**УСЛОВИЕ ЗАДАНИЯ:** Перепишите все пункты ниже слово в слово, не включая в ответ изображения.

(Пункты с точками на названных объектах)

────────────────────────────────────────

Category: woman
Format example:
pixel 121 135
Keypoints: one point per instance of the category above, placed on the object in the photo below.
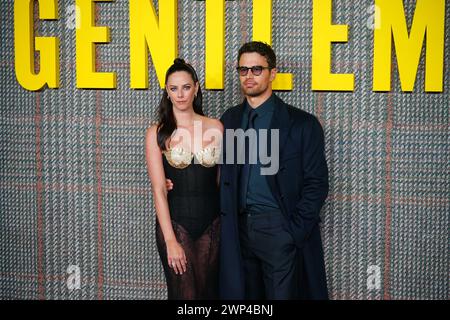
pixel 185 148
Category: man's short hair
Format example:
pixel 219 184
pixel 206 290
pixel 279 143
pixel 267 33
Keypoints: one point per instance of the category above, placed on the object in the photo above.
pixel 262 48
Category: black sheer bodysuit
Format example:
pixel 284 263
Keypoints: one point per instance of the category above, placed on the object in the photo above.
pixel 194 207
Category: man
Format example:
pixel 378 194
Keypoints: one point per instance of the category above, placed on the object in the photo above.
pixel 270 239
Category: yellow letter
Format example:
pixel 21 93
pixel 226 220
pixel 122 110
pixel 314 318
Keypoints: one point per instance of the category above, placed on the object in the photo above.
pixel 25 46
pixel 87 35
pixel 215 44
pixel 158 35
pixel 429 18
pixel 262 31
pixel 324 33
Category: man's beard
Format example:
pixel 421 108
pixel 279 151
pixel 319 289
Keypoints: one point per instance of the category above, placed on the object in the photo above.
pixel 254 93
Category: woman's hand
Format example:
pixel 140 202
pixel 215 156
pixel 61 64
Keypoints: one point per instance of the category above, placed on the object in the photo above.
pixel 176 256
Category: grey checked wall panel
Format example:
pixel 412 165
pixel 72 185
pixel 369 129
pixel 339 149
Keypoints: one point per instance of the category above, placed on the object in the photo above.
pixel 74 189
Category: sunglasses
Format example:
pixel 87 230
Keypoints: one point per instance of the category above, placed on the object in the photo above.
pixel 256 70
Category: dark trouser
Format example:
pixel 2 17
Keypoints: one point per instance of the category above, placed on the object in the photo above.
pixel 269 256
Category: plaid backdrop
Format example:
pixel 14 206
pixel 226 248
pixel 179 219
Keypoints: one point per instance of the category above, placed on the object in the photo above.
pixel 75 196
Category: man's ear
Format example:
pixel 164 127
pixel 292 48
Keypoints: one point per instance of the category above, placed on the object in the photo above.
pixel 273 74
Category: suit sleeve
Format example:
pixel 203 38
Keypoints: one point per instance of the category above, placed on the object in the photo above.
pixel 315 182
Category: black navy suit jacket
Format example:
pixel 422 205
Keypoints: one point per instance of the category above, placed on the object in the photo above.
pixel 300 187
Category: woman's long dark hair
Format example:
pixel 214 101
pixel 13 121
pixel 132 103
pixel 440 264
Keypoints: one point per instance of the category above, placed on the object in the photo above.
pixel 167 122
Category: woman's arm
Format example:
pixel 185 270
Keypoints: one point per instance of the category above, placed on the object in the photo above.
pixel 155 168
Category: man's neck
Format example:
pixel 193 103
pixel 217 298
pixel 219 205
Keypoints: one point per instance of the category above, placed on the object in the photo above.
pixel 255 102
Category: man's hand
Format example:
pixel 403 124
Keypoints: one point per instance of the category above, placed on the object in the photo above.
pixel 169 184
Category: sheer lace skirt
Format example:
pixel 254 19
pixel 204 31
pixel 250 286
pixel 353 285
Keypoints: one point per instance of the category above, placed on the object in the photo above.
pixel 200 281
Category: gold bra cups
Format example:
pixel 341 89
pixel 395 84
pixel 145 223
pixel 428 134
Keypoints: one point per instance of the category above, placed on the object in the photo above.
pixel 180 158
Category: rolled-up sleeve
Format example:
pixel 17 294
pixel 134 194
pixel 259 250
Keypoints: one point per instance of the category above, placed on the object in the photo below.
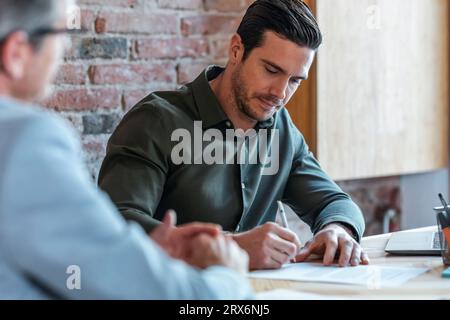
pixel 315 197
pixel 135 168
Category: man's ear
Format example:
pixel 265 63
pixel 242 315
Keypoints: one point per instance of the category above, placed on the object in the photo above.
pixel 15 53
pixel 236 50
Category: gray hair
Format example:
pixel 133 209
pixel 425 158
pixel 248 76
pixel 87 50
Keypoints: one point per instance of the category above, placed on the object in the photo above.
pixel 27 15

────────────────────────────────────────

**ОТВЕТ К ЗАДАНИЮ:**
Category: woman
Format example:
pixel 121 135
Keypoints: one point per instance of the category above, placed on the object in the photo below.
pixel 185 148
Category: man's short hair
Format example:
pixel 219 184
pixel 206 290
pixel 279 143
pixel 267 33
Keypoints: one point per instance of the category above, placed on the object in the photo above.
pixel 262 48
Category: black sheer bodysuit
Format example:
pixel 284 263
Keypoints: one point per instance of the category above, placed on the object in the photo above.
pixel 194 207
Category: man
Format example:
pixel 378 194
Keypoints: one point per instance of the category above, placed on the object in the photo above.
pixel 270 239
Category: yellow letter
Format example:
pixel 21 93
pixel 226 220
pixel 122 110
pixel 314 318
Keypoints: one point per instance of the category above, placed on the object in the photo above.
pixel 25 46
pixel 87 35
pixel 215 44
pixel 158 35
pixel 429 18
pixel 262 31
pixel 324 33
Category: man's beard
Format example:
pixel 421 108
pixel 279 151
pixel 319 289
Keypoints: one point per instance of the category above, placed on the object in the photo above.
pixel 254 93
Category: woman's hand
Format example:
pixel 140 202
pixel 215 156
pixel 61 64
Keypoints: one point per instance of the category above, placed on the object in the photo above.
pixel 176 256
Category: grey checked wall panel
Format example:
pixel 412 165
pixel 72 185
pixel 369 129
pixel 339 149
Keypoints: one point per instance of the category above, placed on the object in the photo above.
pixel 74 189
Category: sunglasses
Format example:
pixel 87 230
Keypoints: one point per instance of the category above, placed on the object in the photo above.
pixel 256 70
Category: dark trouser
Format example:
pixel 2 17
Keypoints: one point per instance of the category above, placed on the object in the photo above.
pixel 269 256
Category: plaid backdrop
Format example:
pixel 14 206
pixel 226 248
pixel 179 219
Keypoints: one point per instance of the category above, placed on the object in the photo above.
pixel 75 196
Category: man's ear
Format example:
pixel 164 127
pixel 292 48
Keypoints: one point per instance of the category above, placed on the object in the photo above.
pixel 273 74
Category: suit sleeve
Format example:
pixel 203 38
Keypoints: one point per instance of the category above, placed on the object in the photo above.
pixel 315 182
Category: black navy suit jacket
Format example:
pixel 422 205
Keypoints: one point per instance of the category above, placed on the object in the photo above.
pixel 300 187
Category: woman's long dark hair
Format example:
pixel 214 101
pixel 13 121
pixel 132 103
pixel 440 264
Keypoints: one point per instance of the category above, placed on the object in the photo above.
pixel 167 122
Category: woman's arm
Format example:
pixel 185 270
Keypoints: one point per instance of the category above, placed on the object in the photo above.
pixel 155 168
Category: man's neck
Format example:
pixel 193 103
pixel 217 298
pixel 219 205
Keypoints: one point per instance of the category above, placed on the object in the photo above.
pixel 255 102
Category: man's hand
Format example:
pixel 403 124
Keypoints: one point per instance of the category above, placed on the object in the photo above.
pixel 169 184
Category: sheer lace skirt
Format example:
pixel 254 19
pixel 204 31
pixel 250 286
pixel 353 285
Keypoints: one point per instance of the category above, placed on the object in the photo above.
pixel 200 281
Category: gold bra cups
Format example:
pixel 341 89
pixel 395 84
pixel 145 223
pixel 428 134
Keypoints: one point per instance of the category above, placed on the object in the photo above.
pixel 180 158
Category: rolled-up sleeve
Format example:
pixel 17 294
pixel 134 194
pixel 259 250
Keypoints: one point per instance of the category above, placed on the object in the photo below.
pixel 315 197
pixel 135 168
Category: man's ear
Format example:
pixel 265 63
pixel 242 315
Keypoints: one point per instance of the category above, placed on the object in the photo above.
pixel 15 53
pixel 236 50
Category: gray hair
Format example:
pixel 133 209
pixel 425 158
pixel 248 76
pixel 87 50
Keypoints: one point per instance of the category above, placed on the object in the photo above.
pixel 27 15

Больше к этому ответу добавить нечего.